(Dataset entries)
++++++

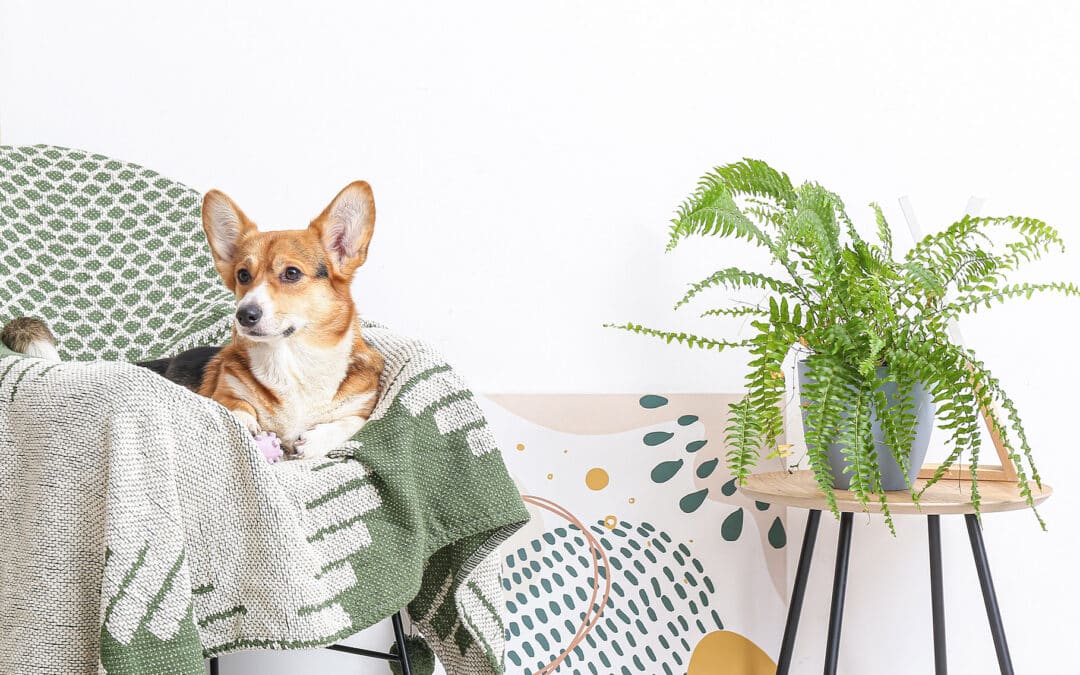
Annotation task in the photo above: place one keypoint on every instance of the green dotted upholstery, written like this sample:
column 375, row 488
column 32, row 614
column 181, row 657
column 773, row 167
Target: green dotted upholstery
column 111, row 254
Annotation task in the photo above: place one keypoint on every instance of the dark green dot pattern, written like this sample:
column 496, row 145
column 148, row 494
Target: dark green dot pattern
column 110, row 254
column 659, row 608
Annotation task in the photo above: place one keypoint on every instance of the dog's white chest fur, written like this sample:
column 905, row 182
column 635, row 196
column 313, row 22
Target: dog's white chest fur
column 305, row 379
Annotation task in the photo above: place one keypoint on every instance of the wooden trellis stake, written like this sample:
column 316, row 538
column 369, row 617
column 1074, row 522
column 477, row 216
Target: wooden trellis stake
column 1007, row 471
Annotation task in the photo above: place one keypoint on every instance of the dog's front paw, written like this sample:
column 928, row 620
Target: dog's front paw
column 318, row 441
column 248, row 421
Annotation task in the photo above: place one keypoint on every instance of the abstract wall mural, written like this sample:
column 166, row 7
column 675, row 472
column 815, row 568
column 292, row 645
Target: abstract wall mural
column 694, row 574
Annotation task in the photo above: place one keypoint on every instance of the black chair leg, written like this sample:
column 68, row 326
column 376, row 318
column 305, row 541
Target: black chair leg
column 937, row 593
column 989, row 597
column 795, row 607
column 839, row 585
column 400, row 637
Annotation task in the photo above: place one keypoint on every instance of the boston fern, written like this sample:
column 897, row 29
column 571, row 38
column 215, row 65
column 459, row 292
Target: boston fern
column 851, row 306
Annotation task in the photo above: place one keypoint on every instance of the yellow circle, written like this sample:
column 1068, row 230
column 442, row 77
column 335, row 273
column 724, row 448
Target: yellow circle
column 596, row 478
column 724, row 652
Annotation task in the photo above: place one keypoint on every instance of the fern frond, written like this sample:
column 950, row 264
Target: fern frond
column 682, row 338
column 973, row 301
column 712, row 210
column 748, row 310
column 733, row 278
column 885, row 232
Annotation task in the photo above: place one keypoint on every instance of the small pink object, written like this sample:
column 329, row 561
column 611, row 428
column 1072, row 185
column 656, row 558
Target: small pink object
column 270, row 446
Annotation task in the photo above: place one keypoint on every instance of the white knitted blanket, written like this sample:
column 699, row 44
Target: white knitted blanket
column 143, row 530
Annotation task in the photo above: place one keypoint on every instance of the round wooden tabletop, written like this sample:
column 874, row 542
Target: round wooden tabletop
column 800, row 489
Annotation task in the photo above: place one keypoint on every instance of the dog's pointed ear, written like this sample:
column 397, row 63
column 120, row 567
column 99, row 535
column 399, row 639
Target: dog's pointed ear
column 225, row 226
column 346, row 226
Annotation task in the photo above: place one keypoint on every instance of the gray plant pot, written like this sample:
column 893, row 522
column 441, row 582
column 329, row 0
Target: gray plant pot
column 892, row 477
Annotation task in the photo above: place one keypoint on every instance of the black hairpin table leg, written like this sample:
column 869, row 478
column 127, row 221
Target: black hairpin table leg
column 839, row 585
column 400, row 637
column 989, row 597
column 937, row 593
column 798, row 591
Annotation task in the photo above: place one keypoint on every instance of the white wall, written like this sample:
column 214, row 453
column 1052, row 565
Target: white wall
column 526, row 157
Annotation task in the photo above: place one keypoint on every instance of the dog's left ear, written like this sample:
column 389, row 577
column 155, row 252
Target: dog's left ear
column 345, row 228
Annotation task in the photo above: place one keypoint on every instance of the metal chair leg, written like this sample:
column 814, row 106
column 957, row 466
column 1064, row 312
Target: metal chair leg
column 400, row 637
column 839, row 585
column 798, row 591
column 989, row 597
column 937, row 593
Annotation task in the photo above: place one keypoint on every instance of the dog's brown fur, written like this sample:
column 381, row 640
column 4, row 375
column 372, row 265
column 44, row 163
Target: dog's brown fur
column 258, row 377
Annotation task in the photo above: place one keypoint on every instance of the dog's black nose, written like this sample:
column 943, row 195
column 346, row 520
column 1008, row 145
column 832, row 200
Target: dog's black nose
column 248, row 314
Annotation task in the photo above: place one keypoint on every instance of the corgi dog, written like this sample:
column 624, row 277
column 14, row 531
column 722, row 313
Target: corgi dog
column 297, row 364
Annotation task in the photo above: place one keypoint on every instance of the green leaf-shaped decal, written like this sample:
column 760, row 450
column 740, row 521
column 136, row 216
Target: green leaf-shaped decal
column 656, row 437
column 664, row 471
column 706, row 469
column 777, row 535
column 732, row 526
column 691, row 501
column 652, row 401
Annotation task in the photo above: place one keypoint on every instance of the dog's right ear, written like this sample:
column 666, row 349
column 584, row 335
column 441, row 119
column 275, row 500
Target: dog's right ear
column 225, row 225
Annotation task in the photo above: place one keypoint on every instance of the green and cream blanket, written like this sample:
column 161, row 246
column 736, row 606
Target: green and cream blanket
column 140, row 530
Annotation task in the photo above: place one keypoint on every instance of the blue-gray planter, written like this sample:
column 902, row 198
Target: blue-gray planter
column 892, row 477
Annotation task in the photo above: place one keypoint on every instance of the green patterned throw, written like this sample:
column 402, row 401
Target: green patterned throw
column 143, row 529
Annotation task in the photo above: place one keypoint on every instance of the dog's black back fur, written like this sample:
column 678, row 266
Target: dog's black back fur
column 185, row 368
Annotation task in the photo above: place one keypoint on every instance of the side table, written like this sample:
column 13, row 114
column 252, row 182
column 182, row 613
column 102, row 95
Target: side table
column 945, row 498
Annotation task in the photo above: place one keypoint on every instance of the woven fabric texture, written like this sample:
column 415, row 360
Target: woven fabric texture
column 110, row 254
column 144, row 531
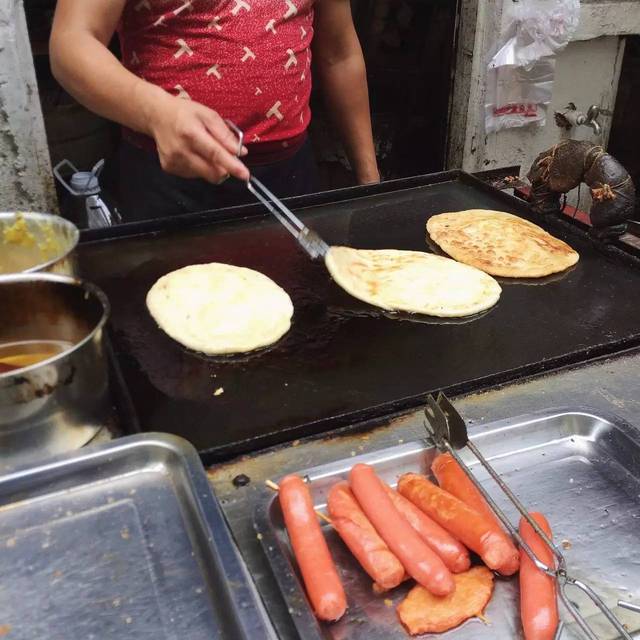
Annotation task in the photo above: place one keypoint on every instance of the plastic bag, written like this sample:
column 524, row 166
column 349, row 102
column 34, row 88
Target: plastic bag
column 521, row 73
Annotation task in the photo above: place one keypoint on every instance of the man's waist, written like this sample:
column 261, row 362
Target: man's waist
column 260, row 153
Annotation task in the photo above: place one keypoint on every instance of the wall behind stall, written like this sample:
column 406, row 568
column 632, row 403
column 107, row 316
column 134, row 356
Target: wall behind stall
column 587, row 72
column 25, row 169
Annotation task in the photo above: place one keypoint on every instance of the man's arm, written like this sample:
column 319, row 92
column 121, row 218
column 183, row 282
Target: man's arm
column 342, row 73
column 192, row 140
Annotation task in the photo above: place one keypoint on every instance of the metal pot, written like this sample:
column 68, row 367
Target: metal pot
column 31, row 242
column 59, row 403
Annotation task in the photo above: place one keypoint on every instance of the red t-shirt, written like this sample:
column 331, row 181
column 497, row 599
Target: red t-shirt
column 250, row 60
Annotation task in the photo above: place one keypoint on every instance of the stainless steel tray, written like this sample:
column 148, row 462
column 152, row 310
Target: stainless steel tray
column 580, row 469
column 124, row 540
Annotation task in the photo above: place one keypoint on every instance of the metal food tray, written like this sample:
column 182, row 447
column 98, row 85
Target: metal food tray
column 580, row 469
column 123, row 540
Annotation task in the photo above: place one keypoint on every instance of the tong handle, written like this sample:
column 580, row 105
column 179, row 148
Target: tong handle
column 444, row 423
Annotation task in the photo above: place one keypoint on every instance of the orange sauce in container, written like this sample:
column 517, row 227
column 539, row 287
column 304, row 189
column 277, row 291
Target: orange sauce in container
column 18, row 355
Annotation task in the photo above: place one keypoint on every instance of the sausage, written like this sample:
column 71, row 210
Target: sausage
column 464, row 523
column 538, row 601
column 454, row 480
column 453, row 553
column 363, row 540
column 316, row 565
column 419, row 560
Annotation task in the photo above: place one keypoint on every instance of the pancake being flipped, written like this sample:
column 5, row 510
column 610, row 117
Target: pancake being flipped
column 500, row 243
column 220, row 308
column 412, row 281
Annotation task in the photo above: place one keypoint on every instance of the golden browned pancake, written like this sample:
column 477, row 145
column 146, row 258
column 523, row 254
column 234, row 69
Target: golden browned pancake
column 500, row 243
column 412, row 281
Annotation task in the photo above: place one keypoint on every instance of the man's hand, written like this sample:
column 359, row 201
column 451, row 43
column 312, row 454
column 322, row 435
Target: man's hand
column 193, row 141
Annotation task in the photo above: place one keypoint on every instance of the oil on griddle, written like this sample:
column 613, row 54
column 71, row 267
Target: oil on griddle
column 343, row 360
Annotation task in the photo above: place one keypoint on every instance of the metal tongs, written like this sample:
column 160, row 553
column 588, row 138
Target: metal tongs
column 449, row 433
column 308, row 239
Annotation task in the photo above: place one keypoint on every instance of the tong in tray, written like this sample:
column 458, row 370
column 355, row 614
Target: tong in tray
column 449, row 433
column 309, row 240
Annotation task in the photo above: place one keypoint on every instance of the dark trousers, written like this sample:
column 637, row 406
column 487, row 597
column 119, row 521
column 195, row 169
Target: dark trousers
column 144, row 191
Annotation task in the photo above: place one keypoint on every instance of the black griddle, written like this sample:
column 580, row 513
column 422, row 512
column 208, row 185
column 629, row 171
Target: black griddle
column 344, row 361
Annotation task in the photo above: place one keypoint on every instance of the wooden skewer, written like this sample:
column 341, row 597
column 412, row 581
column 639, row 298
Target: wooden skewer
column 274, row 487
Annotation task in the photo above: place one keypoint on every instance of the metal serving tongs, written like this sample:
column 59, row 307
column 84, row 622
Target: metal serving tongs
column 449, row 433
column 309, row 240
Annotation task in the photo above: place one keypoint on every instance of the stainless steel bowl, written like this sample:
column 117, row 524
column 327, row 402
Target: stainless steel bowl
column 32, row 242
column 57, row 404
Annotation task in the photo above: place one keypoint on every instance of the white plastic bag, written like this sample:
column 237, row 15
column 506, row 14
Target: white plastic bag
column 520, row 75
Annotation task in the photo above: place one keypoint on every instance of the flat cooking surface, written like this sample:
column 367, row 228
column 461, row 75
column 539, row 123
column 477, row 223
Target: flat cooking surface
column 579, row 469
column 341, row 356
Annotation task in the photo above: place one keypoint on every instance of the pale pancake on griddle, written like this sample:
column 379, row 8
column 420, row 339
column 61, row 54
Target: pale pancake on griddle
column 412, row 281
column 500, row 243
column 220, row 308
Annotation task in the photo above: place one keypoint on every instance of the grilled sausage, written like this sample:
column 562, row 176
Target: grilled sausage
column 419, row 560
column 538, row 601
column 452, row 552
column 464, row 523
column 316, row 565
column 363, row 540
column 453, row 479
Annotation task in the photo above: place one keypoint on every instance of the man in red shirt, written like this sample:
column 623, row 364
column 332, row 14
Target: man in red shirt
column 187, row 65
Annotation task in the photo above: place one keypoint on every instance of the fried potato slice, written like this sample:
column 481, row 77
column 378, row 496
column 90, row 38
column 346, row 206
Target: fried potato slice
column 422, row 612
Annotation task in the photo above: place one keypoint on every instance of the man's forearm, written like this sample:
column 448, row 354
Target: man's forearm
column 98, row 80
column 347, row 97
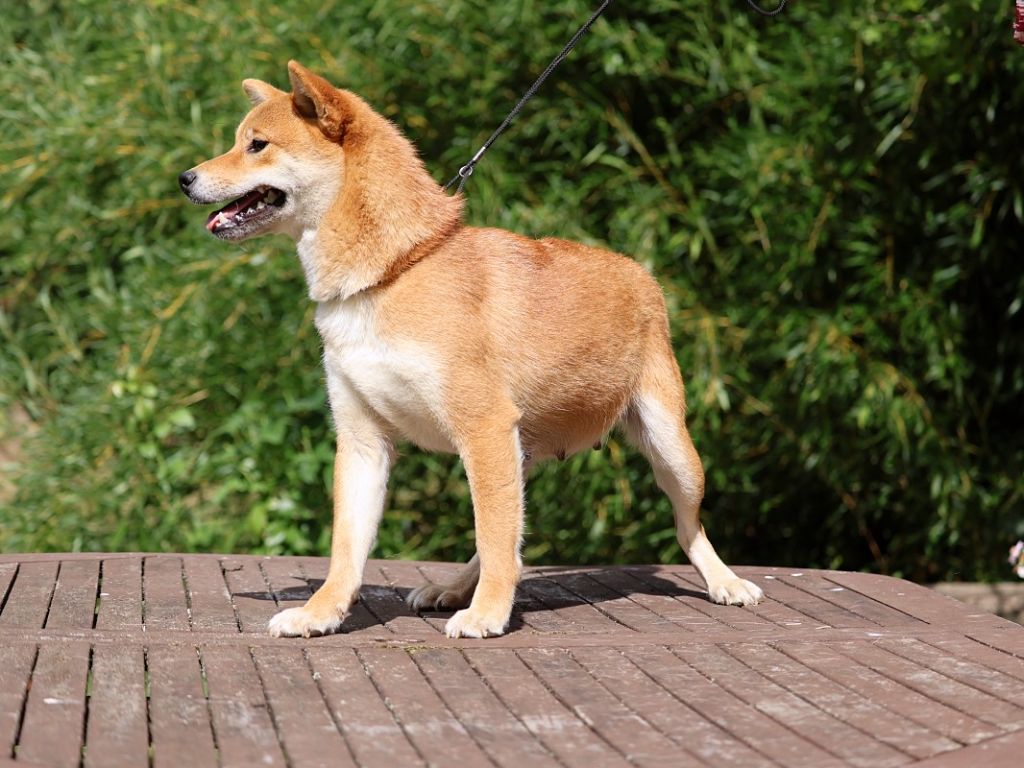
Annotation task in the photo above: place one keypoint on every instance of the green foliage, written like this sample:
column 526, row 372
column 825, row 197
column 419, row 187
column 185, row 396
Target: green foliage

++++++

Exercise:
Gather all lines with the string "foliage" from the data.

Reply to the task:
Annotation task in the photo above: place one keypoint on every instance of the green foliage, written like this sample:
Target: green foliage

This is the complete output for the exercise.